# What you should do:
Reproduce the following lines, substituting "foreground clicks" for every occurrence of "positive clicks" and leaving everything else unchanged.

** Opening Data records block **

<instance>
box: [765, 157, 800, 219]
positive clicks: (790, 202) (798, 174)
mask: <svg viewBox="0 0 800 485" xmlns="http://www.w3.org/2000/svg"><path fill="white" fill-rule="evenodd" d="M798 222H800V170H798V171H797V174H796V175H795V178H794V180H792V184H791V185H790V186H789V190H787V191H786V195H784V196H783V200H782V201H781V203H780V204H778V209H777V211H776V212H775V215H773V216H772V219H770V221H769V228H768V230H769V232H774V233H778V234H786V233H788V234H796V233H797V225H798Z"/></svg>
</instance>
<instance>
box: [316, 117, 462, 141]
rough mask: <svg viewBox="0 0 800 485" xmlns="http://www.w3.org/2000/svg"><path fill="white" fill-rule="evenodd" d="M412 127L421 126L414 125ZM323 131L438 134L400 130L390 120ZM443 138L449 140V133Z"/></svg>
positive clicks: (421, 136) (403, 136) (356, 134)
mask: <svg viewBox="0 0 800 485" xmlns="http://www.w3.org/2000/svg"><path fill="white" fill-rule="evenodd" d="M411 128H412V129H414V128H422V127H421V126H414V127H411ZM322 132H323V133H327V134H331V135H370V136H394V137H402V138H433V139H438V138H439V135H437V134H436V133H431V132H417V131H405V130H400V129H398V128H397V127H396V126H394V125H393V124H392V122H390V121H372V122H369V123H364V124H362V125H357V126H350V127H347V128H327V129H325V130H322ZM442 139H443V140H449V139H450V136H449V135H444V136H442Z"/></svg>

** Closing Data records block **

# Exercise response:
<instance>
box: [765, 157, 800, 219]
foreground clicks: (790, 202) (798, 174)
mask: <svg viewBox="0 0 800 485" xmlns="http://www.w3.org/2000/svg"><path fill="white" fill-rule="evenodd" d="M798 222H800V170H798V171H797V174H796V175H795V178H794V180H792V184H791V185H790V186H789V190H787V191H786V195H784V196H783V200H782V201H781V203H780V204H778V209H777V211H776V212H775V215H773V216H772V219H770V221H769V228H768V230H769V232H774V233H778V234H786V233H788V234H796V233H797V225H798Z"/></svg>
</instance>
<instance>
box: [316, 117, 462, 141]
rough mask: <svg viewBox="0 0 800 485" xmlns="http://www.w3.org/2000/svg"><path fill="white" fill-rule="evenodd" d="M412 127L421 126L414 125ZM323 131L438 134L400 130L390 120ZM443 138L449 140V133Z"/></svg>
foreground clicks: (421, 136) (403, 136) (356, 134)
mask: <svg viewBox="0 0 800 485" xmlns="http://www.w3.org/2000/svg"><path fill="white" fill-rule="evenodd" d="M411 128H412V129H414V128H422V127H421V126H414V127H411ZM322 132H323V133H327V134H331V135H370V136H394V137H402V138H433V139H438V138H439V135H437V134H436V133H431V132H417V131H405V130H400V129H398V128H397V127H396V126H394V125H393V124H392V122H390V121H372V122H369V123H364V124H362V125H357V126H350V127H347V128H327V129H325V130H322ZM442 139H443V140H449V139H450V136H449V135H444V136H442Z"/></svg>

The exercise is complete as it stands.